WHAT IS REQUIRED:
Render every line of the data below as a Markdown table with the columns "No." and "Entry": put the row number in the first column and the line in the second, and leave out blank lines.

SUPPLIED DATA:
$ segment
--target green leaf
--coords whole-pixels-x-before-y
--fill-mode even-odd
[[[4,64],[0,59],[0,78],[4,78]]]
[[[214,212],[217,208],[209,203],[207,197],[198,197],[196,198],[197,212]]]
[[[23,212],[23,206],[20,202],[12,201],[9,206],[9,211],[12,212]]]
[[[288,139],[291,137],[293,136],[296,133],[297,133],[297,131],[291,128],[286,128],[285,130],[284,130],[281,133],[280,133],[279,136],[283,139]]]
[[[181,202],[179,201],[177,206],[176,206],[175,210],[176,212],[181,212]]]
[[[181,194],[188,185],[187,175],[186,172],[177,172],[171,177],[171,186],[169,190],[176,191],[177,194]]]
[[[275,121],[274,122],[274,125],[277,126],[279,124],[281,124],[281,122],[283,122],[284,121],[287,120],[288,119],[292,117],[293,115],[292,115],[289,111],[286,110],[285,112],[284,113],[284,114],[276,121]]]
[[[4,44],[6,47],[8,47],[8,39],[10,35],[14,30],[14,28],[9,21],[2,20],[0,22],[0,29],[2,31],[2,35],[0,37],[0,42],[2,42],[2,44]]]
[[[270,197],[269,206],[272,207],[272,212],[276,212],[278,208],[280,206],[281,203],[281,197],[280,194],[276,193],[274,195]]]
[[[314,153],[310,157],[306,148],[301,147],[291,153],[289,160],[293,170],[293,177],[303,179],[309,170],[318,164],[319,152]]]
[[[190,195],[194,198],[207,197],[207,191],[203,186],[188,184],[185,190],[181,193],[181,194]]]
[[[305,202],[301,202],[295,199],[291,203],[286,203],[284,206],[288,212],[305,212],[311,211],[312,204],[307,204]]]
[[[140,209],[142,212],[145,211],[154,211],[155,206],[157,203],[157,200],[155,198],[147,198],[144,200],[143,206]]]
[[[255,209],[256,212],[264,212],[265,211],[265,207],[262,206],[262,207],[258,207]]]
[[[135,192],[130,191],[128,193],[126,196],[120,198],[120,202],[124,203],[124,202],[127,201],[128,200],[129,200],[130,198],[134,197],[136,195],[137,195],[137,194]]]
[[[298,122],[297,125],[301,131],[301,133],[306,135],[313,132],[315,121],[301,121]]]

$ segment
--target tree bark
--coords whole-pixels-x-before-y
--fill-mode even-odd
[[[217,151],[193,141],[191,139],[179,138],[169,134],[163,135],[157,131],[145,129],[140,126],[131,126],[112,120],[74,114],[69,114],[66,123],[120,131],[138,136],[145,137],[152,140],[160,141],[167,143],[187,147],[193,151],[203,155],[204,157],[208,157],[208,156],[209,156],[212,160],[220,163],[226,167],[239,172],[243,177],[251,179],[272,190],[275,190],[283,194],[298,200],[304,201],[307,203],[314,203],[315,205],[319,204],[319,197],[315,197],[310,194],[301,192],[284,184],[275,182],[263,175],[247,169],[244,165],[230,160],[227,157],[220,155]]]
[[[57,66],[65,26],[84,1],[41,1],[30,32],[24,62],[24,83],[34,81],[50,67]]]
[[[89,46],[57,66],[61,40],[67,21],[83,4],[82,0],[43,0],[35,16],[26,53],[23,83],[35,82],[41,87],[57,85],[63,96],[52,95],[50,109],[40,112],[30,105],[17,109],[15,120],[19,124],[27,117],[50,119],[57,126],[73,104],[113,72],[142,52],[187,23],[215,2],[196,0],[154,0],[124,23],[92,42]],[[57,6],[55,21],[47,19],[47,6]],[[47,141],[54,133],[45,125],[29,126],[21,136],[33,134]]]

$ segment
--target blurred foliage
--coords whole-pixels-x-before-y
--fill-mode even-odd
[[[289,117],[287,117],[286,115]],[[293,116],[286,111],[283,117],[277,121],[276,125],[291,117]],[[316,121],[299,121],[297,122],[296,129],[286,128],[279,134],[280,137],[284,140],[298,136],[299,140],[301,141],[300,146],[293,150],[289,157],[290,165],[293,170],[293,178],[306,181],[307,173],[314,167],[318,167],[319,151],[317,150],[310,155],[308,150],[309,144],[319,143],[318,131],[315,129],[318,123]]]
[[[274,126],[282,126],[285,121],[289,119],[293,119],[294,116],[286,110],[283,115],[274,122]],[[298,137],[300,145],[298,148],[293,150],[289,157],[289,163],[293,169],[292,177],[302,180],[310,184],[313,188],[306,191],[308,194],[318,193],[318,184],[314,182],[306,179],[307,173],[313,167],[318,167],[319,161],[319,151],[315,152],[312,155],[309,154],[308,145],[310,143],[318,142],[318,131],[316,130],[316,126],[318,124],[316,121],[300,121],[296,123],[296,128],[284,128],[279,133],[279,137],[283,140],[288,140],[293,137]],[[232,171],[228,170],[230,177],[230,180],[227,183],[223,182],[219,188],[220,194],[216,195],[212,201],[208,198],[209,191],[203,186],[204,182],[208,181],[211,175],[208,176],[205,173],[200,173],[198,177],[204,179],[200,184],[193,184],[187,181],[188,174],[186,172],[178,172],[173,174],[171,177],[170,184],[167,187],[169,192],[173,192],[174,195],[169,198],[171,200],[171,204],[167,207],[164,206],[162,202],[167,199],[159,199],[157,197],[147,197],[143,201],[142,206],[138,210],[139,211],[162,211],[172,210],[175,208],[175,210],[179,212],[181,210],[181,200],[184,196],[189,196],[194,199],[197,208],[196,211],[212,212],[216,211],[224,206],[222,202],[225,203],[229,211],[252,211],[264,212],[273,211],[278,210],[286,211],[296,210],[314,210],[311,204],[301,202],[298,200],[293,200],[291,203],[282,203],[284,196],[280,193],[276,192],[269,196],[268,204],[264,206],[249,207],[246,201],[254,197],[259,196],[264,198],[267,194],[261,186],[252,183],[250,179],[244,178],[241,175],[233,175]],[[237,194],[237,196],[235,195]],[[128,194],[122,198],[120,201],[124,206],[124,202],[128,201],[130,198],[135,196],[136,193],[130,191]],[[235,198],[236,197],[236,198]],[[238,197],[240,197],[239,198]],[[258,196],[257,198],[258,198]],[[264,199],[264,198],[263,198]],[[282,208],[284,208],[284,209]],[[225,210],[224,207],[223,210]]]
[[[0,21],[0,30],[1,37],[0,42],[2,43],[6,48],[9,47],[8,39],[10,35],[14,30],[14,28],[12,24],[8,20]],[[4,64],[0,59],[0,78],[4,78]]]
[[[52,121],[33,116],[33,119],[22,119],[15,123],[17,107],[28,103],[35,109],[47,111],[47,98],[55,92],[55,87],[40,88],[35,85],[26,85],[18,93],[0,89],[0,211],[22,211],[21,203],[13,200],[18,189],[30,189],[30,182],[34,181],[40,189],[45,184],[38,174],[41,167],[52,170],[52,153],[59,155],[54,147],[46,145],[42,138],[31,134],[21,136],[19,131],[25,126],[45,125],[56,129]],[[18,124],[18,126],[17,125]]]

RESPONSE TO THIS EXERCISE:
| No. | Entry |
|---|---|
| 1 | $ segment |
| 2 | --target green leaf |
| 3 | --coords whole-pixels-x-before-y |
| 4 | --fill-mode even-odd |
| 5 | [[[4,64],[0,59],[0,78],[4,78]]] |
| 6 | [[[214,212],[217,208],[209,203],[207,197],[198,197],[196,198],[197,212]]] |
| 7 | [[[23,212],[23,206],[20,202],[12,201],[9,206],[9,211],[12,212]]] |
| 8 | [[[288,139],[291,137],[293,136],[296,133],[297,133],[297,131],[291,128],[286,128],[285,130],[284,130],[281,133],[280,133],[279,136],[283,139]]] |
| 9 | [[[181,202],[179,201],[177,206],[176,206],[175,210],[176,212],[181,212]]] |
| 10 | [[[181,194],[188,185],[187,175],[186,172],[177,172],[171,177],[171,186],[169,190],[176,191],[177,194]]] |
| 11 | [[[275,121],[274,122],[274,125],[277,126],[279,124],[281,124],[281,122],[283,122],[284,121],[287,120],[288,119],[292,117],[293,115],[292,115],[289,111],[286,110],[285,112],[284,113],[284,114],[276,121]]] |
| 12 | [[[4,44],[6,47],[8,47],[8,39],[10,35],[14,30],[14,28],[9,21],[2,20],[0,22],[0,29],[2,31],[2,35],[0,37],[0,42],[2,42],[2,44]]] |
| 13 | [[[270,197],[269,206],[272,207],[272,212],[276,212],[278,208],[280,206],[281,203],[281,197],[280,194],[276,193],[274,195]]] |
| 14 | [[[314,153],[310,157],[306,148],[301,147],[291,153],[289,160],[293,170],[293,177],[303,179],[309,170],[318,164],[319,152]]] |
| 15 | [[[190,195],[194,198],[207,197],[207,191],[203,186],[188,184],[185,190],[181,193],[181,194]]] |
| 16 | [[[305,202],[301,202],[295,199],[291,203],[286,203],[284,206],[288,212],[305,212],[311,211],[312,204],[307,204]]] |
| 17 | [[[140,209],[142,212],[145,211],[154,211],[155,206],[157,203],[157,200],[155,198],[147,198],[144,200],[143,206]]] |
| 18 | [[[255,209],[256,212],[264,212],[265,211],[265,207],[262,206],[262,207],[258,207]]] |
| 19 | [[[135,192],[130,191],[128,193],[126,196],[120,198],[120,202],[124,203],[124,202],[127,201],[128,200],[129,200],[130,198],[134,197],[136,195],[137,195],[137,194]]] |
| 20 | [[[298,122],[297,125],[301,131],[301,133],[306,135],[313,132],[315,121],[301,121]]] |
| 21 | $ segment |
| 22 | --target tree bark |
| 23 | --coords whole-pixels-x-before-y |
| 24 | --fill-mode even-odd |
| 25 | [[[217,151],[193,141],[191,139],[179,138],[169,134],[163,135],[157,131],[145,129],[140,126],[131,126],[112,120],[74,114],[69,114],[66,123],[120,131],[138,136],[145,137],[152,140],[160,141],[167,143],[187,147],[193,151],[203,155],[204,157],[208,157],[208,156],[209,156],[212,160],[220,163],[226,167],[239,172],[243,177],[251,179],[272,190],[275,190],[283,194],[298,200],[304,201],[307,203],[314,203],[315,205],[319,204],[319,197],[315,197],[310,194],[301,192],[284,184],[275,182],[263,175],[247,169],[244,165],[230,160],[227,157],[220,155]]] |
| 26 | [[[57,66],[65,26],[84,1],[41,1],[30,32],[24,62],[24,83],[34,81],[50,67]]] |
| 27 | [[[89,46],[57,66],[61,40],[67,21],[83,4],[82,0],[43,0],[35,16],[26,53],[23,83],[35,82],[41,87],[57,85],[63,96],[52,95],[50,109],[40,112],[30,105],[17,109],[15,120],[19,124],[27,117],[50,119],[57,126],[73,104],[113,72],[142,52],[187,23],[215,2],[196,0],[154,0],[124,23],[92,42]],[[57,6],[55,21],[47,19],[47,6]],[[47,141],[54,133],[45,125],[29,126],[21,136],[33,134]]] |
| 28 | $ segment |
| 29 | --target blurred foliage |
| 30 | --coords whole-pixels-x-before-y |
| 31 | --fill-mode even-odd |
| 32 | [[[289,117],[287,117],[286,115]],[[293,116],[286,111],[283,117],[277,121],[276,125],[291,117]],[[316,121],[299,121],[297,122],[296,129],[286,128],[279,134],[280,137],[284,140],[298,136],[299,140],[301,141],[300,146],[293,150],[289,157],[290,165],[293,170],[293,178],[306,181],[307,173],[314,167],[318,167],[319,151],[317,150],[310,155],[308,150],[309,144],[319,143],[318,131],[315,129],[318,123]]] |
| 33 | [[[274,126],[282,126],[285,121],[289,119],[293,119],[294,116],[286,110],[283,115],[274,122]],[[298,137],[300,145],[298,148],[293,150],[289,157],[289,163],[293,169],[292,177],[302,180],[310,184],[313,188],[306,191],[308,194],[318,193],[318,184],[314,182],[306,179],[307,173],[313,167],[318,167],[319,161],[319,151],[315,152],[312,155],[309,154],[308,145],[310,143],[318,142],[318,131],[316,130],[316,126],[318,124],[316,121],[300,121],[296,123],[296,128],[284,128],[279,133],[279,137],[283,140],[288,140],[293,137]],[[232,171],[228,170],[230,177],[230,180],[227,183],[223,182],[219,188],[220,194],[216,195],[212,201],[208,198],[209,191],[203,186],[204,182],[208,181],[211,175],[208,176],[205,173],[200,173],[198,177],[204,179],[200,184],[193,184],[187,181],[188,174],[186,172],[178,172],[173,174],[171,177],[170,184],[167,187],[169,192],[173,192],[174,195],[169,198],[171,200],[171,204],[167,207],[164,206],[162,202],[167,199],[159,199],[157,197],[147,197],[143,201],[142,206],[138,210],[139,211],[162,211],[172,210],[175,208],[175,210],[179,212],[181,210],[181,200],[184,196],[189,196],[194,199],[197,208],[196,211],[212,212],[216,211],[224,206],[222,202],[225,203],[229,211],[252,211],[264,212],[273,211],[278,210],[286,211],[296,210],[314,210],[311,204],[301,202],[298,200],[293,200],[291,203],[282,203],[284,196],[280,193],[276,192],[269,196],[268,204],[264,206],[249,207],[246,201],[254,197],[259,196],[264,198],[267,194],[261,186],[252,183],[250,179],[244,178],[241,175],[233,175]],[[237,194],[237,196],[235,195]],[[128,194],[122,198],[120,201],[124,206],[124,202],[128,201],[130,198],[135,196],[136,193],[130,191]],[[235,198],[236,197],[236,198]],[[238,197],[240,197],[239,198]],[[258,196],[257,198],[258,198]],[[264,199],[264,198],[263,198]],[[282,208],[284,208],[284,209]],[[225,210],[224,207],[223,210]]] |
| 34 | [[[0,21],[0,30],[1,37],[0,42],[2,43],[6,48],[9,47],[8,39],[10,35],[14,30],[14,28],[12,24],[8,20]],[[4,64],[0,59],[0,78],[4,78]]] |
| 35 | [[[52,121],[33,116],[33,119],[22,119],[15,123],[17,107],[28,103],[35,109],[47,111],[47,98],[55,92],[55,87],[40,88],[35,85],[26,85],[18,93],[0,89],[0,211],[22,211],[21,203],[13,200],[18,189],[30,189],[30,182],[34,181],[40,189],[45,184],[38,174],[41,167],[52,170],[52,153],[59,155],[54,147],[46,145],[42,138],[31,134],[21,136],[19,131],[25,126],[45,125],[56,129]],[[18,124],[18,126],[17,125]]] |